**What is being asked:**
Each line in the entries below that holds the string "picture" is to be listed.

--- START ---

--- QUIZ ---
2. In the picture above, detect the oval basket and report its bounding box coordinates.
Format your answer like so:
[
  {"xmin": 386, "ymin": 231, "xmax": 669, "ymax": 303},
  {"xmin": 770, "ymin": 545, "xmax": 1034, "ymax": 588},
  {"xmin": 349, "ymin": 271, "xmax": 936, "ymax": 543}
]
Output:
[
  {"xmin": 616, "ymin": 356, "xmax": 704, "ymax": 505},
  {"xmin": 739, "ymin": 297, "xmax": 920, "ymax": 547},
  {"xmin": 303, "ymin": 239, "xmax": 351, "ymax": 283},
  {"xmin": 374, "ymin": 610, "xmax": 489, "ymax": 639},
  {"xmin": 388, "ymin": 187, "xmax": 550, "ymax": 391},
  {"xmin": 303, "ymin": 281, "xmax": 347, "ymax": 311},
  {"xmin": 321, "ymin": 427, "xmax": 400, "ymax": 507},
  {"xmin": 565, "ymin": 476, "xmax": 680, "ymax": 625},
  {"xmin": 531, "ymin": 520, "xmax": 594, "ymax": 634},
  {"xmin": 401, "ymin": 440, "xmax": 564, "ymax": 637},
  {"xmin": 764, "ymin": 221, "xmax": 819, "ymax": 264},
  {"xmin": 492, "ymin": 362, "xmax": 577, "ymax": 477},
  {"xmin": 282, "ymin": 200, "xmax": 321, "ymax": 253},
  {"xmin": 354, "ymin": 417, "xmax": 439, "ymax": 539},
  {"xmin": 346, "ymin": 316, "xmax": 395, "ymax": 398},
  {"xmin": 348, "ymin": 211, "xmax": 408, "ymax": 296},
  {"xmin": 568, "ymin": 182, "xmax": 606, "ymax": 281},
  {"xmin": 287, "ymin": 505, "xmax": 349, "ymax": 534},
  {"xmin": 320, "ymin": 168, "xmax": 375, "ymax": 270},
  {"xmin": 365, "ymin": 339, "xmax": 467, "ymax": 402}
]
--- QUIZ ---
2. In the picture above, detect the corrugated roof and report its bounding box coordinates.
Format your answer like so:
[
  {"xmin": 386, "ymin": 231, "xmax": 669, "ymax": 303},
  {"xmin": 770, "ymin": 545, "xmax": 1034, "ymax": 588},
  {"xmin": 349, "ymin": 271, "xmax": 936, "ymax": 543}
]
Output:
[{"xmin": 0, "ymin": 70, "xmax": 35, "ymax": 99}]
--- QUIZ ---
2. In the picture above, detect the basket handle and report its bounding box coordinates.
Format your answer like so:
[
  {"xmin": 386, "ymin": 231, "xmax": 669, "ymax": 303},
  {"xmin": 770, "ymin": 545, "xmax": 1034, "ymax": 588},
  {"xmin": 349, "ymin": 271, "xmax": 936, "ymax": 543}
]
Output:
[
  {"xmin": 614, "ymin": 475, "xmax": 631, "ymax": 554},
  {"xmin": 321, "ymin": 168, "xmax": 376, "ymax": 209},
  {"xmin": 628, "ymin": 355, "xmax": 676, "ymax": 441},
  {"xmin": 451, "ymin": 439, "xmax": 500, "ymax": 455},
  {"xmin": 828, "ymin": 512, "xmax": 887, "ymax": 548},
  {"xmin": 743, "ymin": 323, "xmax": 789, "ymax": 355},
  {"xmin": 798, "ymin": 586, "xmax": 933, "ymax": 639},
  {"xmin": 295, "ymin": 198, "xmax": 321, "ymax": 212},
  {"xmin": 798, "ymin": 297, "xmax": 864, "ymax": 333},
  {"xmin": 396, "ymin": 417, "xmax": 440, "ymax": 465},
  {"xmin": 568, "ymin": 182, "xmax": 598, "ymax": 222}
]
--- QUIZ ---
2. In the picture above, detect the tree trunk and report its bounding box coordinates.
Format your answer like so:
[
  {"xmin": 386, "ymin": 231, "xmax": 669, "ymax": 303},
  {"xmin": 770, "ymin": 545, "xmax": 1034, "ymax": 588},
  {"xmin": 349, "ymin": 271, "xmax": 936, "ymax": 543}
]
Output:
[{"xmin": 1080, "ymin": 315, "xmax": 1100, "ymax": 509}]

--- END ---
--- START ---

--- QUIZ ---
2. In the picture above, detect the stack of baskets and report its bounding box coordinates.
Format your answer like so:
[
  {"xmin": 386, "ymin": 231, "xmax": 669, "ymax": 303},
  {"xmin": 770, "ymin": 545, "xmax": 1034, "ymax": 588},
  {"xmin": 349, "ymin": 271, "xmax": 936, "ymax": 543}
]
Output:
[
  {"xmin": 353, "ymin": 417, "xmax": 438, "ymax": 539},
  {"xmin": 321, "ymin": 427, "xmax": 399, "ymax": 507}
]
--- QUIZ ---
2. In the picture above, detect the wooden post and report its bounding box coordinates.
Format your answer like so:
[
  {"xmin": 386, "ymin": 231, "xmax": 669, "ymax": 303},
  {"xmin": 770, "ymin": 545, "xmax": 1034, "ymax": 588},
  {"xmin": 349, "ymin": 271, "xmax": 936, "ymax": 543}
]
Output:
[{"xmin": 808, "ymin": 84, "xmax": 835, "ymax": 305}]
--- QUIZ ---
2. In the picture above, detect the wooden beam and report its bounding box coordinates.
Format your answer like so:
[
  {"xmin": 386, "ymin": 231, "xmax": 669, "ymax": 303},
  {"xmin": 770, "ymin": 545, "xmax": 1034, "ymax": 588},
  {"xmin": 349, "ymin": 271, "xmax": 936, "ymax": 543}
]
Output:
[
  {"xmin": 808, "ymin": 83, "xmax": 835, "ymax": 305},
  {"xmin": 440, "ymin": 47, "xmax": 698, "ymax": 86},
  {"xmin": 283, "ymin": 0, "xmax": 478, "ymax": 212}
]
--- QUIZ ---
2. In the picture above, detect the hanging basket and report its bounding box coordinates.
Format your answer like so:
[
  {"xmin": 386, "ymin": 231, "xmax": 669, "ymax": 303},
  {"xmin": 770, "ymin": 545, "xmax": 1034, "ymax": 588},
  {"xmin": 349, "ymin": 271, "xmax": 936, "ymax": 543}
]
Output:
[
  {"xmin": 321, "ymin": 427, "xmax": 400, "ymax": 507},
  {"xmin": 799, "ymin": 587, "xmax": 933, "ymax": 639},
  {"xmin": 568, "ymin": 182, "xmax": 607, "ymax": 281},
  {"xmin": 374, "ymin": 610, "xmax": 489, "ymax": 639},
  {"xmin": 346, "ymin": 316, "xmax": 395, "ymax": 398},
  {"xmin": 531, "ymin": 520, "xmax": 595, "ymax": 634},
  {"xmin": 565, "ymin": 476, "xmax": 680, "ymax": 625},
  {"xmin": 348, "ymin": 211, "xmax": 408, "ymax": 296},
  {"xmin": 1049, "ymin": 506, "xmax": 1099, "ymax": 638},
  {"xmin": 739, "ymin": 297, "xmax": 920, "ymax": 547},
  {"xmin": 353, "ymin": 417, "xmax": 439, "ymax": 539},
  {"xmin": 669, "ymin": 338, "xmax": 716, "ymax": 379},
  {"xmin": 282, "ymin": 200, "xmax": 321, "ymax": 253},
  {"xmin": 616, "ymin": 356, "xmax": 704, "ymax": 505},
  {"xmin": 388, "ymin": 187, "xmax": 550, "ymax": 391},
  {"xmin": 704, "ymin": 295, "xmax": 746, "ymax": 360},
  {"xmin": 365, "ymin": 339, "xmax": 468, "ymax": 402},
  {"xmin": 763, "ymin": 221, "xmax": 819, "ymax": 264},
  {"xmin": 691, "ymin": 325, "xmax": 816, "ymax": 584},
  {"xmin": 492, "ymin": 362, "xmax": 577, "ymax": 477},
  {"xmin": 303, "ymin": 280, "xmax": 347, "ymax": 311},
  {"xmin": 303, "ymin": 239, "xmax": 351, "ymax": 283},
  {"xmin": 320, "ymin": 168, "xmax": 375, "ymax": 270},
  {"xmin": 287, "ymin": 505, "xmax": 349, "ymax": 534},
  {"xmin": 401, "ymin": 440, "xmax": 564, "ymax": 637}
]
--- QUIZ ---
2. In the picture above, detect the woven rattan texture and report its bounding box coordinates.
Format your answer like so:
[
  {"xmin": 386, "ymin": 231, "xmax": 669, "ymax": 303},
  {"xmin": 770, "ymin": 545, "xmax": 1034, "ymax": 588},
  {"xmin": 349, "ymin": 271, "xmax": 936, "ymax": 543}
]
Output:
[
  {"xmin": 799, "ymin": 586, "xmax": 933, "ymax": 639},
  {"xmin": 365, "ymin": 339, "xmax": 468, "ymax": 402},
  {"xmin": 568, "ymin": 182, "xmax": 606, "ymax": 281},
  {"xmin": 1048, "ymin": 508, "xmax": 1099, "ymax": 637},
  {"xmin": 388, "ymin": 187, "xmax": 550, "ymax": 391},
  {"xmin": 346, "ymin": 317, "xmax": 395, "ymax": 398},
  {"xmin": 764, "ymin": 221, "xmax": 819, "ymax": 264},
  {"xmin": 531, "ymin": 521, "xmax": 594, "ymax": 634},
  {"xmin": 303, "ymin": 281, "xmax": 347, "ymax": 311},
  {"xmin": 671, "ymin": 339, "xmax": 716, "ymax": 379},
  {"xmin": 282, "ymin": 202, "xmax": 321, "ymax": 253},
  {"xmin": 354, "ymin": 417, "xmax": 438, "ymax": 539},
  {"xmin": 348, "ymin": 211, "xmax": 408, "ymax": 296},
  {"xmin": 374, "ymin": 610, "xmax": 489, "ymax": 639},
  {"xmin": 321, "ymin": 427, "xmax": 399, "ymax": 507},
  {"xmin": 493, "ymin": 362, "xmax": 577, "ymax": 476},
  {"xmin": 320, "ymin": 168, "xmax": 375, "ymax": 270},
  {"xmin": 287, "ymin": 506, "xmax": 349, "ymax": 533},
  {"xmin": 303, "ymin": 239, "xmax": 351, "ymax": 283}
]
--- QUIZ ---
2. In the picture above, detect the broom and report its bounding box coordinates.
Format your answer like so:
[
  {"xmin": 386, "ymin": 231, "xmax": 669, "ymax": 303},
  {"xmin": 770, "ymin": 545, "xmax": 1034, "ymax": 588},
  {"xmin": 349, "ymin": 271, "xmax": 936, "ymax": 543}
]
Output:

--- END ---
--- START ---

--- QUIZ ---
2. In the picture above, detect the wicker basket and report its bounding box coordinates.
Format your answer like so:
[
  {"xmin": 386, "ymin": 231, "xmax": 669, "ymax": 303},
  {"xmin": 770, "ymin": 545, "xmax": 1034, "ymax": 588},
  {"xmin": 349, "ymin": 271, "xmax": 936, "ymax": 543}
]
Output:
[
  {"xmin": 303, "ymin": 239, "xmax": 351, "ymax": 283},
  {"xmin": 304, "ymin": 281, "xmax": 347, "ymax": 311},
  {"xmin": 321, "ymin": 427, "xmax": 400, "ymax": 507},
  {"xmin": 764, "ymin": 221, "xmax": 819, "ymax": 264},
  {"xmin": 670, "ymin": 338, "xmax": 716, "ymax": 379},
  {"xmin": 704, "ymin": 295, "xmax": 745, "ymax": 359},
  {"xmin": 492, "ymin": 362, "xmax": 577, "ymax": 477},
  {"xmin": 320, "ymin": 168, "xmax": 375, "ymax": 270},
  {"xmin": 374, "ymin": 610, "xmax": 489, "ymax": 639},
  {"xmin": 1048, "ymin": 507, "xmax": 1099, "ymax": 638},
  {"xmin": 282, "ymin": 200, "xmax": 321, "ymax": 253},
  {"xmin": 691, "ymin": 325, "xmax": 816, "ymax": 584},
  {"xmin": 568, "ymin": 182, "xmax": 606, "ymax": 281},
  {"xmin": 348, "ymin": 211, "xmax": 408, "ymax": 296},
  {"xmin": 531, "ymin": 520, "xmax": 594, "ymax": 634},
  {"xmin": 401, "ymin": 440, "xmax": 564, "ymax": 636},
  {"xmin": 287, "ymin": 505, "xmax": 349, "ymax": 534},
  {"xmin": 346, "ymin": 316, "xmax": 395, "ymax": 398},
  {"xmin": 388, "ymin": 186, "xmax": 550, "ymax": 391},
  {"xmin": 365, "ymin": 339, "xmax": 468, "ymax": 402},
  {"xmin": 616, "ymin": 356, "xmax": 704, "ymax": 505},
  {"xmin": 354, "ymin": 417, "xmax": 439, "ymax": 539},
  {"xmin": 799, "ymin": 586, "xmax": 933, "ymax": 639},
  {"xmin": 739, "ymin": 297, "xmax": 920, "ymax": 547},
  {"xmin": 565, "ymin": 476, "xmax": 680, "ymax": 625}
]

--- END ---

**Task result:**
2. In the picture above, detect the oval basket and report its bounding box coordinates.
2. In the picture above, detect the corrugated roof and report its bounding box coordinates.
2. In the picture above, detect the basket handle and report its bounding box coordinates.
2. In the picture above, detect the tree trunk and report its bounding box coordinates.
2. In the picture above, detect the stack of baskets and report its bounding box coordinates.
2. In the picture above, detect the wooden post and report its bounding box coordinates.
2. In the picture above, detect the wooden beam and report its bounding box coordinates.
2. In the picture above, detect the hanging basket and report its bounding box coordinates.
2. In the picture above, detect the woven rattan texture and report its bounding box coordinates.
2. In the picture above, detect the broom and report its bounding box coordinates.
2. In the picture above, detect the wicker basket and report its bounding box coordinates.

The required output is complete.